練習問題
1. 提示テキストのうち、「そもそも、死への願望が広がっ」から「時代に入ってきているようだ。」までの範囲を、一字も変えずに出力してください。
2. 提示テキストの「小泉「改革」が大手を振っていた頃」で始まる段落について、かぎかっこで囲まれた語をすべて書き出すこと。

提示テキスト
________________________

世相雑感
  われわれは「岐路」にある

 小泉「改革」が大手を振っていた頃、ホリエモンのようなあからさまな拝金主義の若者が出てきて驚いたものである。「勝ち組」「負け組」なる言葉が、ゲーム感覚で使われていたように思う。われわれはいま、当時発動された「変化」の社会に及ぼす深刻な結果に気付かされ始めているが、その深さがどれほどのものか戸惑ってもいるところだろう。
 そもそも、死への願望が広がっているというのだから驚きである。死刑になりたいとして殺人を犯す者が出てくる。若者が、「生きさせろ」と叫び、高齢者は、昔話だったはずの「姥捨て山」の現代的復活に直面している。「異常」なことである。だがこれらも、ほんの始まりにすぎないのだろう。社会が社会として存立できない時代に入ってきているようだ。
 食料品やガソリンの価格が上昇している。ながらくデフレスパイラルが取り沙汰されていたのが、いまや不況に沈みだしている中で物価が急激に上昇し始めた。最大の元凶は世界的な投機マネーだという。あり余るマネーの対極で、年収200万円以下層が文字どおり生きていけなくなる。さらに消費税の値上げだいうから、とんでもないことだ。第三世界では食糧暴動が激発している。ヨーロッパでも、ガソリン価格の上昇に怒って、運輸労働者や漁民の抗議行動が広がっている。日本もまた、このままではすむまい。
 中国・四川大地震は、被災一千万人・死者七万人・行方不明二万人、天災といい人災といい桁が違う。被災状況や被災者の姿、救援活動などの映像が中国全土・東アジア・世界へと伝えられ、被災住民相互、中国各地の住民同士、東アジアの民衆同士の助け合いが広がっている。中国政府は、「改革」路線から「調和」路線への転換の加速が迫られよう。東アジア諸国との「戦略的互恵」が、経済発展の見地からだけでなく、民衆に対する共同対処の見地からも一層推進されるだろう。中国発の不安定化の波が東アジアへと波及する。東アジア共同体が少しばかり形を現わしているようだ。

________________________

与えられた情報
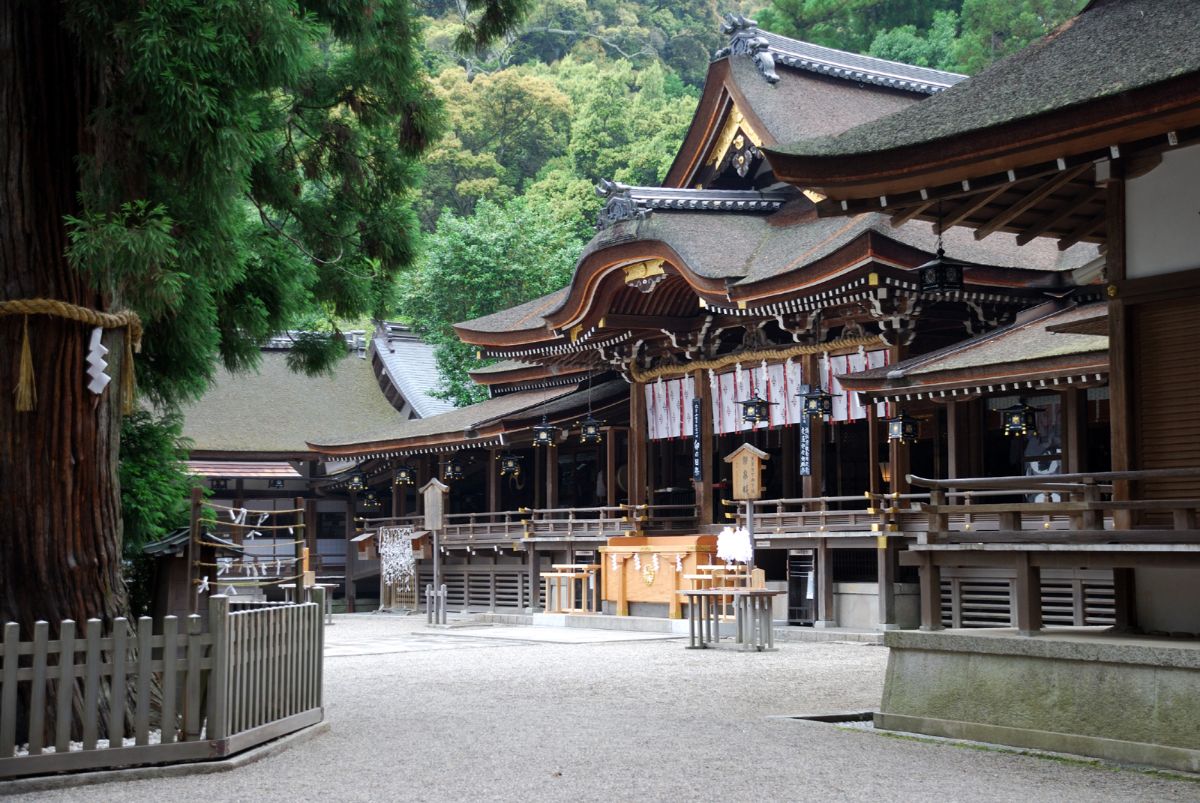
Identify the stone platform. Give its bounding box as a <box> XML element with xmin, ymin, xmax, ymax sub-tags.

________________________

解答
1.
そもそも、死への願望が広がっているというのだから驚きである。死刑になりたいとして殺人を犯す者が出てくる。若者が、「生きさせろ」と叫び、高齢者は、昔話だったはずの「姥捨て山」の現代的復活に直面している。「異常」なことである。だがこれらも、ほんの始まりにすぎないのだろう。社会が社会として存立できない時代に入ってきているようだ。

2. 改革、勝ち組、負け組、変化